**TAREFA ESCRITA**
Responda com base no texto sobre a Transparência Internacional, apresentado abaixo:
(a) Qual ministro do STF classificou a Lava Jato como a maior fraude jurídica da História?
(b) Qual ministro determinou a investigação da ONG Transparência Internacional?
(c) Em que país fica a sede da entidade notificada pela Fundação Getúlio Vargas?

Transparência jateada, por Carol Proner

A decisão de Dias Toffoli, determinando a investigação da ONG Transparência Internacional, vai na linha do que já fizeram outros países

Acervo STF

no Brasil 247

Transparência jateada, por Carol Proner

O Brasil tem direito de rever os métodos da Operação Lava Jato com forma de fazer justiça a empresas, empregos e ao desenvolvimento nacional profundamente prejudicado. Com o fim de aperfeiçoar o combate à corrupção, o país tem o dever, por meio das instituições democráticas, de reavaliar e ponderar os esquemas da Lava Jato e seus efeitos lesivos.
 
Considerada pelo Ministro do STF, Gilmar Mendes, como sendo a maior fraude jurídica da História, a responsabilização e a reparação de direitos violados são imperativos para evitar que a constrangedora farsa se repita.
 
É preciso responsabilizar não apenas o famoso ex-juiz e os histriônicos procuradores de Curitiba, mas todos os que atuaram nas laterais da operação para garantir que prosperassem fake news a engajar a opinião pública e a instalar uma cultura autoritária de flexibilização das garantias e desrespeito ao devido processo legal.
 
A recente decisão do Ministro Dias Toffoli, determinando a investigação da ONG Transparência Internacional por sua atuação na Lava Jato, vai na linha do que já fizeram outros países, que também questionaram a indevida ingerência de entidades em assuntos de jurisdição nacional para solver problemas de transparência e governança.  
 
Por aqui, até mesmo a Fundação Getúlio Vargas notificou a entidade em sua sede, na Alemanha, acusando a seção brasileira de ter usado mão de obra, expertise e instalações da própria FGV para cumprir memorando firmado com a Lava Jato sem o seu consentimento. Atualmente surgem novas denúncias a questionar a ONG pela falta de isenção e pela opacidade de seus interesses.

**ITENS DE DADOS**

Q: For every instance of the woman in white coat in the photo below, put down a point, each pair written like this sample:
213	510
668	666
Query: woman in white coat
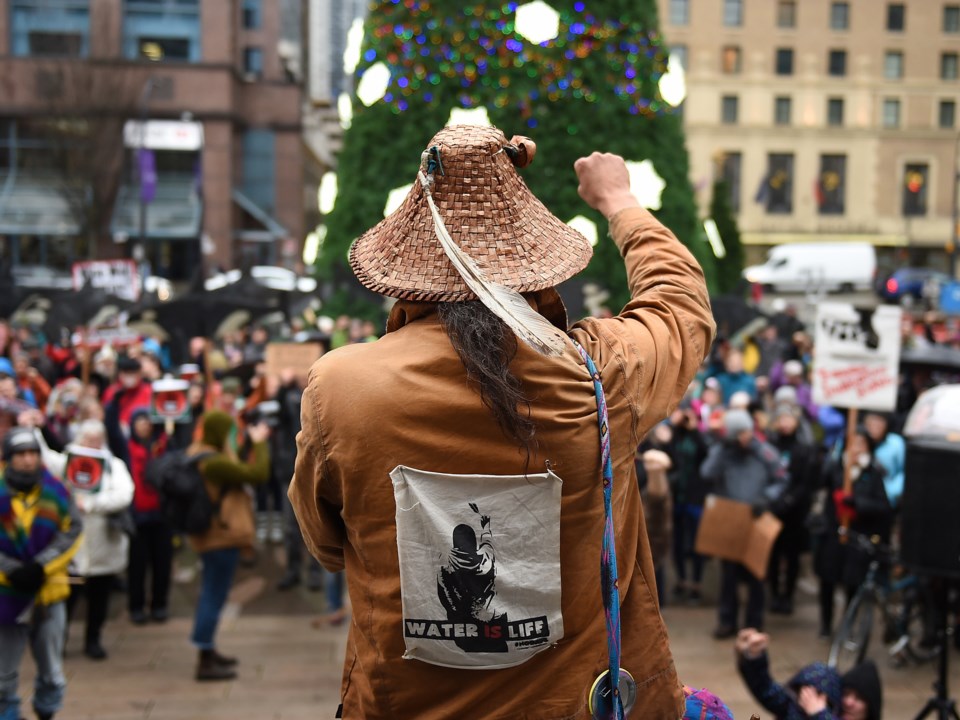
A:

**EXERCÍCIO RESOLVIDO**
(a) Gilmar Mendes.
(b) Dias Toffoli.
(c) Na Alemanha.